▸ **Alıntı metin**

★ ★ ★

Yapılanlar o kadar büyük tepki yaratır ki İngiltere hükümeti kendisini görevden alıp yerine General Harington’u gönderir.
İzmit tersane bahçesinin dili olsa da konuşsa!
İstanbul’dan Damat Ferit, atlar Sadaret bayrağı çekili Ertuğrul Yatı’na, gider teftiş eder İzmit’teki durumu…
Anzavur, ödülsüz kalmaz, bizzat sultan tarafından paşa ilan edilir, madalya ve altınları başarılı çalışmalarının karşılığıdır…
Milli Mücadele hükümetinin görevlendirdiği Çerkes Ethem birlikleriyle girdiği mücadelede kaybeder kazandıklarını, ya da kazandığını zannettiklerini…
Aynı yıl İzmit Çuha Fabrikası İngiliz savaş gemileri ve uçaklarıyla bombardıman edilir.
Ordunun kıyafet ihtiyacını sağlayan bu fabrika, Abdülmecit zamanında, bizzat kendisi tarafından yaptırılmış olup, içinde bulunulan dönem itibariyle stratejik bir mevzidir.
Abluka yüzünden ticaretin zorlandığı zamanlardır, elbiselik kumaş ve elbise gerekmektedir milli kuvvetlere…
Ne tesadüftür ki İngilizlerin elindeki stoklarda yüklü miktarda vardır ihtiyacımız, yüksek meblağ karşılığı elbette almak zorunda kalırız… Ali Fuat Cebesoy hatıralarında[4] anlatır…
İngilizler olur da Amerikalılar olmaz mı?
Amerikalıların Osmanlı ülkesine gelişleri aslında daha eski, 1800’lerin başlarına dek gider.

★ ★ ★

▸ **Sağlanan veriler**

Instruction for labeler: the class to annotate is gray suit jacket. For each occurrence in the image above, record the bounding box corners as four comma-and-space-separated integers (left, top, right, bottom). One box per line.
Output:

★ ★ ★

▸ **Yapılacak işler**
• a. Alıntı metinde "Ordunun kıyafet ihtiyacını" sözcüklerinin geçtiği yerden başla, "stratejik bir mevzidir." sözcüklerinden sonra dur ve bu bölümü hiç değiştirmeden kopyala.
• b. Alıntı metne göre Damat Ferit İzmit'e hangi gemiyle gider?

▸ **Son cevaplar**
• a.
Ordunun kıyafet ihtiyacını sağlayan bu fabrika, Abdülmecit zamanında, bizzat kendisi tarafından yaptırılmış olup, içinde bulunulan dönem itibariyle stratejik bir mevzidir.

• b. Sadaret bayrağı çekili Ertuğrul Yatı'yla gider.